Selected text
%%

Well I have to admit, those jackrabbits were a little on the skinny side.  I don't think I would pay for a hunting trip for them.  But, in a survival situation I'll take all I can get.

----------


## Rick

Don't you guys carry a pressure cooker with you? Nice and tender!

----------


## Ole WV Coot

Tried one once, chipped a tooth but a little goes a long long way.

----------


## BraggSurvivor

In the late spring I take the .22 or .410 and pop a couple young cottontails. I salt and marinate in pure honey overnight and deep fry in oil the next day. 

Another way is plain old vegetable barley soup with boiled rabbit meat. 

Making me hungry............ :Smile:

----------


## canid

don't get me started on the pressure cooker. what can't you do with one of those. the only problem is deciding between the 8qt and the 18qt.

the jack rabbits around here spook verry easily, and they will sometimes bound away a good 50 yards for no clear reason. they are almost the only hare we have around. luckily, they're plentiful.

what i don't get is why so many people are shy of 'gamy' game and stringy texture. i mean, we eat jerky don't we? pheasant and vennison? i guess i just love the taste of meat. especially when i'm hungry.

----------


## crashdive123

Ha!  I ain't skeerd of nutin!

Guests can not see images in the messages. Please register in the forum.

----------


## Gray Wolf

> these jack rabbits.  If approached slowly you can get very close to them without spooking them at all.

%%

Provided material

%%

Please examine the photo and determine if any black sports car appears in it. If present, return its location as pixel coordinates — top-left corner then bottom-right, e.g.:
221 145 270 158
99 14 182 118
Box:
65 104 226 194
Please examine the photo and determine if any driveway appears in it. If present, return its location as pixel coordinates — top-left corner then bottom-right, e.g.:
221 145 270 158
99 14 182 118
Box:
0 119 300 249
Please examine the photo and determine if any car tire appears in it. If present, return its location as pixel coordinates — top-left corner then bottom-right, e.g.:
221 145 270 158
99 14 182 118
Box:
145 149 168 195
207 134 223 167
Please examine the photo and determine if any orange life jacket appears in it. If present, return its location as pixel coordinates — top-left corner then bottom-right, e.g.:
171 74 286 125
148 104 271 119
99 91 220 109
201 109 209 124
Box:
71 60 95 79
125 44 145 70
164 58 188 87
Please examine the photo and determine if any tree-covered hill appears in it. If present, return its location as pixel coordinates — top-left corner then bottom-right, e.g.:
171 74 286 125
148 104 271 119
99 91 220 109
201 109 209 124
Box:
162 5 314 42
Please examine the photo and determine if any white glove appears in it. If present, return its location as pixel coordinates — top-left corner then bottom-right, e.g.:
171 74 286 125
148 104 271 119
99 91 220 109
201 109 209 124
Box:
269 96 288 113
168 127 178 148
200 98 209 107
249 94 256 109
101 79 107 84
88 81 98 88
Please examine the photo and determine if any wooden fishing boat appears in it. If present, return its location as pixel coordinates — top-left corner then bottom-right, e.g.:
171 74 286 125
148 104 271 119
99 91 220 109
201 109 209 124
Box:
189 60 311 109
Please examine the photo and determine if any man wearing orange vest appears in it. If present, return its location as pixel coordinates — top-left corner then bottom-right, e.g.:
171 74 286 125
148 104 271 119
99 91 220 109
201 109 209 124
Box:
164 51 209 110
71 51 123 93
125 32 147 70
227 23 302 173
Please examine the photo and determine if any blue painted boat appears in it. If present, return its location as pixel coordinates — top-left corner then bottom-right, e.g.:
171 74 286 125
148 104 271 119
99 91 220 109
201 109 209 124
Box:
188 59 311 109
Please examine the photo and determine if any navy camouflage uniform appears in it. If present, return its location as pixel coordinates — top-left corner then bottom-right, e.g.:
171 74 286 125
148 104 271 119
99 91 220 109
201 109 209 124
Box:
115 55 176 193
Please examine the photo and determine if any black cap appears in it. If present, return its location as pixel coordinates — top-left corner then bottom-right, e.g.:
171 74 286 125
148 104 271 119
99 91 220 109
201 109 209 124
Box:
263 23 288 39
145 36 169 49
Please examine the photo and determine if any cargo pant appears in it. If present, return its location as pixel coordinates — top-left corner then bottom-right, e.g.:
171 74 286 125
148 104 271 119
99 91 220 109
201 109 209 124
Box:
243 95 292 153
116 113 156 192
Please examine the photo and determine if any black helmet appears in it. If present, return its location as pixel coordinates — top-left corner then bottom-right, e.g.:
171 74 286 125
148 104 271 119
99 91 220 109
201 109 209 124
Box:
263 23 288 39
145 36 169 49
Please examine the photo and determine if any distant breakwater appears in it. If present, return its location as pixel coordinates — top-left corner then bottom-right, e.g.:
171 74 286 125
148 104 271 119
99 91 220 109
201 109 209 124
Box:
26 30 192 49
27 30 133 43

%%

Transcribe a passage from the forum thread on rabbits, beginning at the words "don't get me" and stopping after the words "when i'm hungry.". The entries play no part in this work.

Reply to the exercise
don't get me started on the pressure cooker. what can't you do with one of those. the only problem is deciding between the 8qt and the 18qt.

the jack rabbits around here spook verry easily, and they will sometimes bound away a good 50 yards for no clear reason. they are almost the only hare we have around. luckily, they're plentiful.

what i don't get is why so many people are shy of 'gamy' game and stringy texture. i mean, we eat jerky don't we? pheasant and vennison? i guess i just love the taste of meat. especially when i'm hungry.